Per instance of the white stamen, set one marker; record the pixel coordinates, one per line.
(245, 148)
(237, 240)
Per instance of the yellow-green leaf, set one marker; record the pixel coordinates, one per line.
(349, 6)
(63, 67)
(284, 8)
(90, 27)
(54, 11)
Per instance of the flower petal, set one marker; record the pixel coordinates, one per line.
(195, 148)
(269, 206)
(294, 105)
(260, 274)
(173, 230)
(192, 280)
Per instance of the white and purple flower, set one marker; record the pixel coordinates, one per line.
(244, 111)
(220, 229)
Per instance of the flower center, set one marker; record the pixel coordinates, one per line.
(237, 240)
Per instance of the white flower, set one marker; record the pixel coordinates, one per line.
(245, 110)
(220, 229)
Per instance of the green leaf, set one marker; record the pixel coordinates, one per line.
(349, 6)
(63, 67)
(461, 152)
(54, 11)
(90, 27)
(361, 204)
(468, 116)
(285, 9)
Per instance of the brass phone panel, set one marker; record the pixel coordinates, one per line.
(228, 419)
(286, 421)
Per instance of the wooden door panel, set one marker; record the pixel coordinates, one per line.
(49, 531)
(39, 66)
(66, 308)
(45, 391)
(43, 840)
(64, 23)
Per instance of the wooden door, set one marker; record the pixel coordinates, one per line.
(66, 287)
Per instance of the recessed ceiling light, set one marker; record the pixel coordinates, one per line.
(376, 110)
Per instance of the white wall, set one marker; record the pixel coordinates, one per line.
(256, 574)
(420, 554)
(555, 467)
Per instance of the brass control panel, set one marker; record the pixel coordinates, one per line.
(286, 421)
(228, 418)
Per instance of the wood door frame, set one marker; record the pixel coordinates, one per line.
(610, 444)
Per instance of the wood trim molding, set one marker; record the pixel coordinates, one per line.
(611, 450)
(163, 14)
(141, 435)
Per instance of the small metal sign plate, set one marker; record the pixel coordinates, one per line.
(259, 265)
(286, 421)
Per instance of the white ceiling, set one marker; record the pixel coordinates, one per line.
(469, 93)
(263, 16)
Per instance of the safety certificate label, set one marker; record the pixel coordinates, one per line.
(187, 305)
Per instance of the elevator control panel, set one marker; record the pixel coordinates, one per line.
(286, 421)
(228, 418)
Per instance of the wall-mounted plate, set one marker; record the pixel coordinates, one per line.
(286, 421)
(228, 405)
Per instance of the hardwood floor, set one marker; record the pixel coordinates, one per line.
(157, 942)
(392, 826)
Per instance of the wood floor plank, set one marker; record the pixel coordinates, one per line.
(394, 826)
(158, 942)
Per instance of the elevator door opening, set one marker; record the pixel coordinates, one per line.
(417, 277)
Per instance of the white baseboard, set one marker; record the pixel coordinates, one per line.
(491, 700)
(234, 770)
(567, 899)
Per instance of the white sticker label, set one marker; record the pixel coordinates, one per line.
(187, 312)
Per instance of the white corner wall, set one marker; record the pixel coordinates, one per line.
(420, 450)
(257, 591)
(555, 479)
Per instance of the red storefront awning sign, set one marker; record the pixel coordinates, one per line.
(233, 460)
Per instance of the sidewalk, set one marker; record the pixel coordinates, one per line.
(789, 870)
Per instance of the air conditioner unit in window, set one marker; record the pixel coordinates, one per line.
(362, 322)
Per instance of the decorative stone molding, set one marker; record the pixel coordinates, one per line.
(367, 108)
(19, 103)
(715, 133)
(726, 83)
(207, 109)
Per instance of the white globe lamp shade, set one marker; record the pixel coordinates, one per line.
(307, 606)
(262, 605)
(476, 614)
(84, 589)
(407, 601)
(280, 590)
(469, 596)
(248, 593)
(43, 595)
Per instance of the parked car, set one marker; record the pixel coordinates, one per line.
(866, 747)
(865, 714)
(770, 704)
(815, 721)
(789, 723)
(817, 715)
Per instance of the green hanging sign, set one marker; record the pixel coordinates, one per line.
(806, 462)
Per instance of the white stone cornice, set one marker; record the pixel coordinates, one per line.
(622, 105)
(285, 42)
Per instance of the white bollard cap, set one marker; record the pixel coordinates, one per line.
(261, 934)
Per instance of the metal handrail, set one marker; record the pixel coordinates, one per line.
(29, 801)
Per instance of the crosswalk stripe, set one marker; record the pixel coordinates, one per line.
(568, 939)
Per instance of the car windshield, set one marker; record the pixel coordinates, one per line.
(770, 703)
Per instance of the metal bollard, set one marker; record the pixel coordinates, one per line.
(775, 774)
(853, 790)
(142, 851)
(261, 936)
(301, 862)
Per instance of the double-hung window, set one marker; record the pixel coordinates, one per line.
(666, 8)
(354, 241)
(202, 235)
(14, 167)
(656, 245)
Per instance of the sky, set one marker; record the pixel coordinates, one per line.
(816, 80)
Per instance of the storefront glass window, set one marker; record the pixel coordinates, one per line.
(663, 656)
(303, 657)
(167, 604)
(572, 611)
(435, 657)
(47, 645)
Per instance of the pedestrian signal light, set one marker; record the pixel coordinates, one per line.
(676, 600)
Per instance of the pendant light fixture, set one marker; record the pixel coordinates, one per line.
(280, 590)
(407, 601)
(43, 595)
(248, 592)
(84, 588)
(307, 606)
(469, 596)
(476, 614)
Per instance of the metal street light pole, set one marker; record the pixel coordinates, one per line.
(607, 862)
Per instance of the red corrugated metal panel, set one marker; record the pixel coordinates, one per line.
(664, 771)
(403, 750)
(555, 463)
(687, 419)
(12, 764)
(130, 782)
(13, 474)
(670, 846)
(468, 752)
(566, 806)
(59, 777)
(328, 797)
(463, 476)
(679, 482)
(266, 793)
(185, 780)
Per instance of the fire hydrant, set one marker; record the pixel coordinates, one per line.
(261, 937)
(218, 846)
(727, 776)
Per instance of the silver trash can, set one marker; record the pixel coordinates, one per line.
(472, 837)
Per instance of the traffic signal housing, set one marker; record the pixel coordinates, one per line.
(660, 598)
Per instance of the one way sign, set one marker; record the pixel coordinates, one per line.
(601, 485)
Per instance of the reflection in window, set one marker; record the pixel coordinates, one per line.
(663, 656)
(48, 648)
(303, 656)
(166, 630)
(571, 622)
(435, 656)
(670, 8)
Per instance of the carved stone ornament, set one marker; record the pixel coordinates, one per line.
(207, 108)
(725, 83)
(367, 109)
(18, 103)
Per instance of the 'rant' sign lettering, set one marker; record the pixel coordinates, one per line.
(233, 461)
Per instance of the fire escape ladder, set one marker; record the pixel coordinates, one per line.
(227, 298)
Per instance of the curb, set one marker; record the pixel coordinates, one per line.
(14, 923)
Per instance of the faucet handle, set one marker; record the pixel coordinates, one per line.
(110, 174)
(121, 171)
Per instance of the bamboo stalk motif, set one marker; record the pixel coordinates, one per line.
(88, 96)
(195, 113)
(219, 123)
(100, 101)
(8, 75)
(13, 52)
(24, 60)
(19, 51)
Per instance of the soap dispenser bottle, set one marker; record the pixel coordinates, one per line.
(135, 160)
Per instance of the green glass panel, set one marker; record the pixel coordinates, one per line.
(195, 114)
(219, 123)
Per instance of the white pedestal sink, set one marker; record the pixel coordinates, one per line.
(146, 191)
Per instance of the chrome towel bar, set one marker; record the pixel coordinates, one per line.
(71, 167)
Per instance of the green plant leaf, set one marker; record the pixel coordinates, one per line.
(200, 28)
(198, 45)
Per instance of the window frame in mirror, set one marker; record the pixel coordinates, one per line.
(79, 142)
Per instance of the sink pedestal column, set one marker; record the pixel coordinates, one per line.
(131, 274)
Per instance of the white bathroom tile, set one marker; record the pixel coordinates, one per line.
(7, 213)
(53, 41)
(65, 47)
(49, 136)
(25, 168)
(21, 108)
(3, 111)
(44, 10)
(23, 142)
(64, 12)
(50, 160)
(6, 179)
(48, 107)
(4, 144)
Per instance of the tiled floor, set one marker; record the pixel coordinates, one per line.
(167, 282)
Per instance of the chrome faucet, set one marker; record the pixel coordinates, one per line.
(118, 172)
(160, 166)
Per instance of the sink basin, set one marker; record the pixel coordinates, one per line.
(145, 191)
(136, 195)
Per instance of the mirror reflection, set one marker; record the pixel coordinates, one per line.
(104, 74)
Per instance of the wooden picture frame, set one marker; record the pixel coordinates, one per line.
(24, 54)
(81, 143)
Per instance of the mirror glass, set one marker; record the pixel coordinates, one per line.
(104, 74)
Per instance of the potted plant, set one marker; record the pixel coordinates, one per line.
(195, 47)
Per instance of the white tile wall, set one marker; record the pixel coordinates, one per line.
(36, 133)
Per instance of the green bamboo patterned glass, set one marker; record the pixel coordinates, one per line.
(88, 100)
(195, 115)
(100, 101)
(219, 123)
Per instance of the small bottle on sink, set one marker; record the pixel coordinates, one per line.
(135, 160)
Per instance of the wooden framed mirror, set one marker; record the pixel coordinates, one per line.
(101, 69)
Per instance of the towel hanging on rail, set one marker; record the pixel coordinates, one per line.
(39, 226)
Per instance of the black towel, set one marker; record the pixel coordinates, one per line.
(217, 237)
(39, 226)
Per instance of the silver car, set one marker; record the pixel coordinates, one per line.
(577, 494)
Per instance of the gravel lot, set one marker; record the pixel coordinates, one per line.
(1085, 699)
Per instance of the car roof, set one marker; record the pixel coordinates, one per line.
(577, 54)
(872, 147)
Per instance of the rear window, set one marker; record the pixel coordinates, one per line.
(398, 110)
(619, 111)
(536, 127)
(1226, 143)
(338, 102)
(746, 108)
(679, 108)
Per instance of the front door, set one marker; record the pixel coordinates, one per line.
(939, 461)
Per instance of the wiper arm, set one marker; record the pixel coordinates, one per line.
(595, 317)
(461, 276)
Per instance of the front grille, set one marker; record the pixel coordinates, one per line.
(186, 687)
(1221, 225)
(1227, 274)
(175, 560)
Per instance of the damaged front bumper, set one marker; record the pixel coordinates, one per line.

·····

**YOUR INSTRUCTIONS**. Rewrite every line from the one containing "Per instance of the gravel" through the final line of the material, requests included, moving each pixel coordinate pair by adding 25 to both of its numbers.

**EXERCISE RESPONSE**.
Per instance of the gravel lot, set one marker; record the pixel coordinates, one per line.
(1110, 724)
Per instance of the car roof, set one marker; record the pixel coordinates, one per line.
(602, 79)
(897, 172)
Per instance of the rear window, set one marker; record the pixel coordinates, one per line.
(423, 135)
(644, 136)
(561, 152)
(1251, 168)
(363, 127)
(771, 133)
(704, 133)
Per instance of the front door, set one marker; record the pixel coordinates, one per line.
(964, 486)
Per instance of the wiper arm, set one marker; record the pixel coordinates, one per line.
(620, 342)
(486, 301)
Per instance of the front grille, set one marker; record the pixel coordinates, one per line.
(211, 712)
(1246, 250)
(1252, 299)
(200, 585)
Per instance of the damaged front bumper, set one marker; record the pixel coordinates, one per line.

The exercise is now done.